-- Opening Marker --

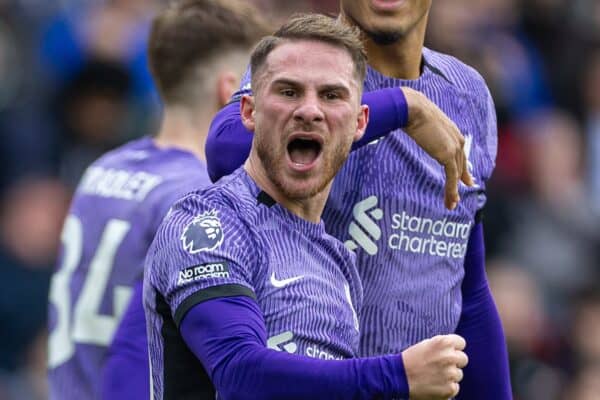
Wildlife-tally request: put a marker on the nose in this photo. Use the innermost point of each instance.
(309, 110)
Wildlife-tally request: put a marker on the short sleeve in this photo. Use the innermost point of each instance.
(203, 250)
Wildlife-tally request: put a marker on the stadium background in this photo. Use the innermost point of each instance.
(73, 84)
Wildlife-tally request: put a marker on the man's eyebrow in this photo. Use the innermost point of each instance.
(286, 82)
(332, 87)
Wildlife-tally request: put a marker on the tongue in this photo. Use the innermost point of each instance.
(303, 154)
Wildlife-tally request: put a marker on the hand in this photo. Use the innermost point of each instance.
(434, 367)
(441, 139)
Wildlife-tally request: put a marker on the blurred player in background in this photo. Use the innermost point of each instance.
(243, 273)
(422, 266)
(197, 50)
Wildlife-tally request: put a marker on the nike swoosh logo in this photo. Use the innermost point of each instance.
(284, 282)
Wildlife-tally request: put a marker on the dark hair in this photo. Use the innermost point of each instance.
(316, 27)
(190, 33)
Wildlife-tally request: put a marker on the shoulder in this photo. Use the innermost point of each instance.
(202, 219)
(461, 75)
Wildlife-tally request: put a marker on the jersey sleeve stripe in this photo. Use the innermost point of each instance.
(229, 290)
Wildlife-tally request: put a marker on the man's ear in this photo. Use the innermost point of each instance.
(362, 122)
(247, 108)
(227, 83)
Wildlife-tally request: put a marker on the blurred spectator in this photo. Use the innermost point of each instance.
(531, 342)
(591, 99)
(486, 35)
(31, 214)
(556, 234)
(30, 381)
(92, 112)
(585, 328)
(586, 385)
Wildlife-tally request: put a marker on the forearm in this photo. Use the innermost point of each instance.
(125, 373)
(228, 336)
(487, 375)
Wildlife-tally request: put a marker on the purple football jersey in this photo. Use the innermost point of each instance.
(386, 205)
(115, 212)
(232, 239)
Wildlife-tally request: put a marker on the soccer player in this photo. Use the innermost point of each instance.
(422, 266)
(243, 286)
(197, 52)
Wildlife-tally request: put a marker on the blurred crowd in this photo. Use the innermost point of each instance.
(74, 83)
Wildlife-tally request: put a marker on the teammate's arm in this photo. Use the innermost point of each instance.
(229, 142)
(487, 375)
(125, 372)
(228, 336)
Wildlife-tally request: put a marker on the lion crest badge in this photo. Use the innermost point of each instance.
(204, 233)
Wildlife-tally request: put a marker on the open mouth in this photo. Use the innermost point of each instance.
(304, 151)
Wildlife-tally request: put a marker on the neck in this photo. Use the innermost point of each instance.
(184, 129)
(401, 59)
(309, 209)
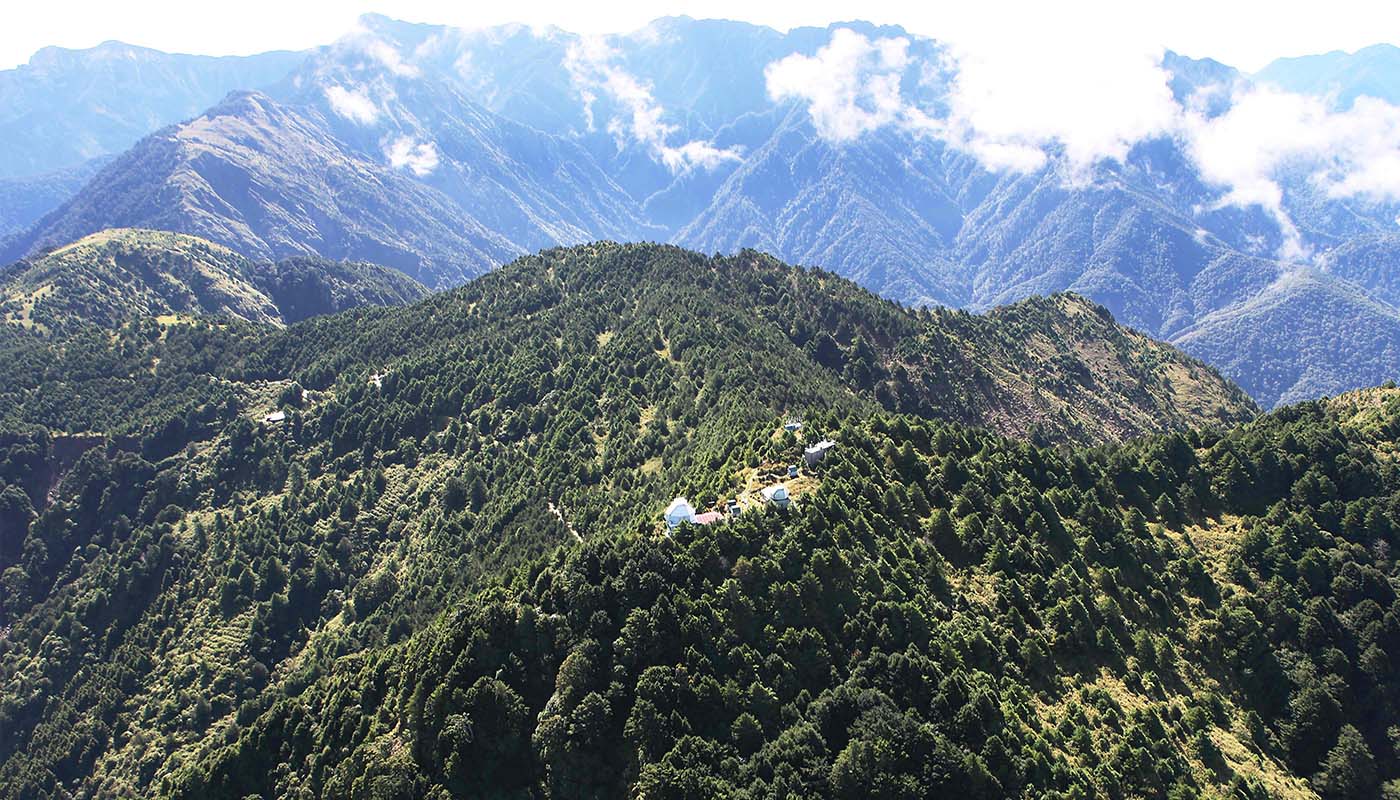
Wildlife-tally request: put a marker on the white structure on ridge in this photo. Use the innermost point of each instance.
(678, 512)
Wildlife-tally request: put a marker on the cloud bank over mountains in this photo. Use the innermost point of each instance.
(594, 72)
(1019, 104)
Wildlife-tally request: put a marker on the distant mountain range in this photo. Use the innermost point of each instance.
(123, 275)
(444, 153)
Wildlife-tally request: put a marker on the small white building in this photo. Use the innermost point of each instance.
(678, 512)
(776, 495)
(818, 451)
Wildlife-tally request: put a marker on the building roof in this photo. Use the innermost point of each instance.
(681, 509)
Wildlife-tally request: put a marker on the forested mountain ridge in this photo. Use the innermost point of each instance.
(1180, 617)
(116, 276)
(193, 558)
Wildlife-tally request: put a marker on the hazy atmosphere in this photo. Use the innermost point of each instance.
(700, 400)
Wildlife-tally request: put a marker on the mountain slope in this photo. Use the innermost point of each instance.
(67, 107)
(23, 201)
(906, 631)
(122, 275)
(1369, 72)
(269, 182)
(445, 572)
(444, 153)
(1308, 335)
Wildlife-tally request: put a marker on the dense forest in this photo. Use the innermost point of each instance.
(1046, 556)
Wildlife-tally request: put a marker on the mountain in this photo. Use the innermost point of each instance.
(1369, 72)
(1318, 334)
(67, 107)
(445, 572)
(444, 153)
(269, 182)
(122, 275)
(23, 201)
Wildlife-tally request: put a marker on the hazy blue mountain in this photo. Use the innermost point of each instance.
(23, 201)
(1369, 72)
(444, 152)
(67, 107)
(1305, 335)
(270, 182)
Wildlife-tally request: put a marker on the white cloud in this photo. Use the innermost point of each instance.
(1350, 154)
(1018, 101)
(353, 104)
(590, 63)
(420, 157)
(389, 58)
(851, 84)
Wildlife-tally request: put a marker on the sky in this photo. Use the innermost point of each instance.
(1243, 34)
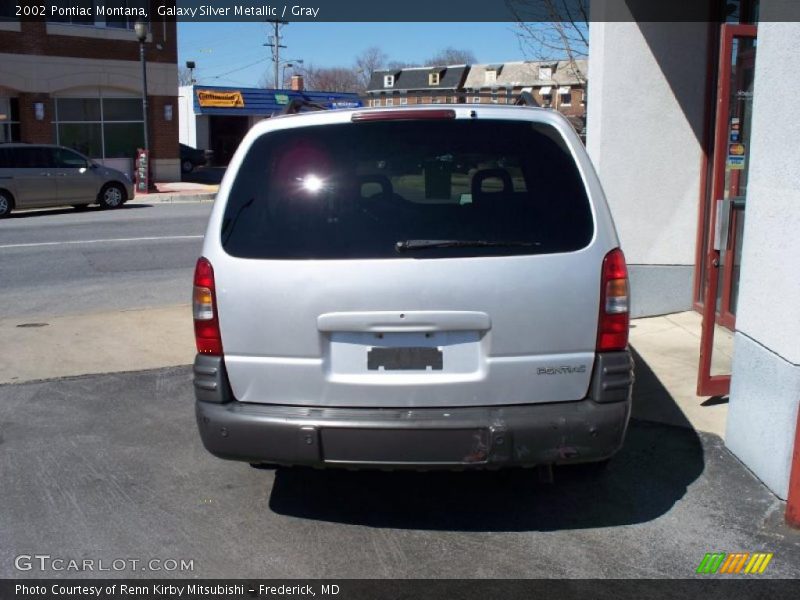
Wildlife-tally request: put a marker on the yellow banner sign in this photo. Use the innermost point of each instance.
(220, 99)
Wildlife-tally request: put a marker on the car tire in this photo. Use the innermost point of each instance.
(112, 196)
(6, 204)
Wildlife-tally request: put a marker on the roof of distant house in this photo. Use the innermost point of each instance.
(527, 73)
(451, 77)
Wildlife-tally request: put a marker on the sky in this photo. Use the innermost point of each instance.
(232, 54)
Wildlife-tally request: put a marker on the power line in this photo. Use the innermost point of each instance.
(274, 43)
(260, 60)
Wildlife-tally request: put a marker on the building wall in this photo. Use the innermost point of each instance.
(40, 61)
(648, 148)
(765, 386)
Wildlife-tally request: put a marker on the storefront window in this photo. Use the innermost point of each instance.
(9, 120)
(100, 128)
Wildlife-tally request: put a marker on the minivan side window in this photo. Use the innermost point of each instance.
(68, 159)
(368, 190)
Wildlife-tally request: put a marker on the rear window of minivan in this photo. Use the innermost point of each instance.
(407, 189)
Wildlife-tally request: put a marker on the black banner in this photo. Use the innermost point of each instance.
(705, 587)
(402, 11)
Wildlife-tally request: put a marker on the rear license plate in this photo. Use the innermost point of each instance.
(405, 446)
(418, 358)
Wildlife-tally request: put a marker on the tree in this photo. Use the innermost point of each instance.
(452, 56)
(553, 30)
(332, 79)
(370, 60)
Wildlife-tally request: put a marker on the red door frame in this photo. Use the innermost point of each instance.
(707, 384)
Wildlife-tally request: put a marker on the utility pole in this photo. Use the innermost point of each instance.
(274, 42)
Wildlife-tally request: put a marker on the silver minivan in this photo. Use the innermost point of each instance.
(38, 175)
(423, 287)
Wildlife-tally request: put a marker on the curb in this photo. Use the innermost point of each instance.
(173, 198)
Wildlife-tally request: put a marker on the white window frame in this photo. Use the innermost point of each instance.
(102, 122)
(6, 124)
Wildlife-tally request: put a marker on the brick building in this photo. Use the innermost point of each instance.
(560, 85)
(417, 85)
(554, 84)
(77, 81)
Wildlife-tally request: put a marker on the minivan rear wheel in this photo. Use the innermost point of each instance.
(112, 196)
(6, 204)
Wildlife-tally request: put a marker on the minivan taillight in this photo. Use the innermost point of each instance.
(612, 327)
(204, 310)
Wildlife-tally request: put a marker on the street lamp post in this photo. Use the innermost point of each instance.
(141, 33)
(289, 63)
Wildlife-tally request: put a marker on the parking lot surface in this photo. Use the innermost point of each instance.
(111, 467)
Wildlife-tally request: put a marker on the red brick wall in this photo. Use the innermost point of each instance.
(31, 130)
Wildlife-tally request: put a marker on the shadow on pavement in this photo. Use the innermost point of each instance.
(210, 175)
(644, 480)
(66, 210)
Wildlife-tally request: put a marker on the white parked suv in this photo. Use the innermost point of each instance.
(424, 287)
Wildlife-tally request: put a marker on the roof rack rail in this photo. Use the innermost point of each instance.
(525, 99)
(297, 104)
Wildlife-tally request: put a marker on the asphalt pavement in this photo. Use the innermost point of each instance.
(111, 466)
(61, 261)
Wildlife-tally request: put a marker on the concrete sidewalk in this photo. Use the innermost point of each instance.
(666, 351)
(181, 191)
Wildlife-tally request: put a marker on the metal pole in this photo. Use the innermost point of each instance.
(277, 51)
(793, 501)
(144, 95)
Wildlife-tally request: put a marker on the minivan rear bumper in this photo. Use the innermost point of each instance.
(587, 430)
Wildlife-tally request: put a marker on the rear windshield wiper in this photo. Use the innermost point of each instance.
(404, 245)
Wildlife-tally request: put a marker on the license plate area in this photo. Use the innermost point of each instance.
(399, 355)
(420, 358)
(405, 446)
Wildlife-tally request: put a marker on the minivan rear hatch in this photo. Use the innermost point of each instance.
(408, 263)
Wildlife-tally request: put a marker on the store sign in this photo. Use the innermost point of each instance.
(208, 98)
(142, 174)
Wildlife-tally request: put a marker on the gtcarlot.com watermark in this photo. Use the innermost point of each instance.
(47, 562)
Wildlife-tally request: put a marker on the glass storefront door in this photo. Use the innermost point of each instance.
(729, 175)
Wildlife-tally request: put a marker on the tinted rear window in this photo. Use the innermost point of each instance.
(356, 190)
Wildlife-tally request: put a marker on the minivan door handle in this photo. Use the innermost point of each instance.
(398, 321)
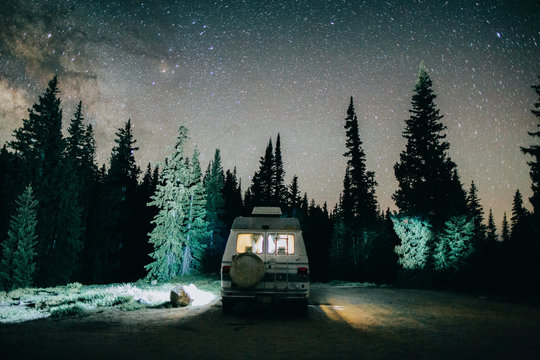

-- Closing Marker --

=== Activity ===
Only the lines from the one containing "Wildlife-tally request: put a marker on the glass" through the last line of the data may appear in the answer, each given again exactly and with pictures left out.

=== Written response ===
Wildlife-tally request: put a marker on the glass storefront door in this photo. Use the innermost point of each instance.
(729, 175)
Wildlife-tally request: put a marker on the tinted rear window in this photo. Use the innermost point of each instance.
(356, 190)
Wildlife-tally request: put a marker on the minivan door handle in this photo. Use the innermost point of each instance.
(398, 321)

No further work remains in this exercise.